(Written exercise) Format each line of the items below as a row in a Markdown table with the columns Row and Line, numbering the rows and omitting blank lines.

(Provided data)

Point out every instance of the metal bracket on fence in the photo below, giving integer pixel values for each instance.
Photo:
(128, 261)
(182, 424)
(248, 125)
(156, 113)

(Complete answer)
| Row | Line |
|---|---|
| 1 | Point out every instance of the metal bracket on fence in the photo below, giving integer pixel values for each instance. |
| 2 | Photo: |
| 3 | (128, 261) |
| 4 | (182, 424) |
| 5 | (248, 125) |
| 6 | (156, 113) |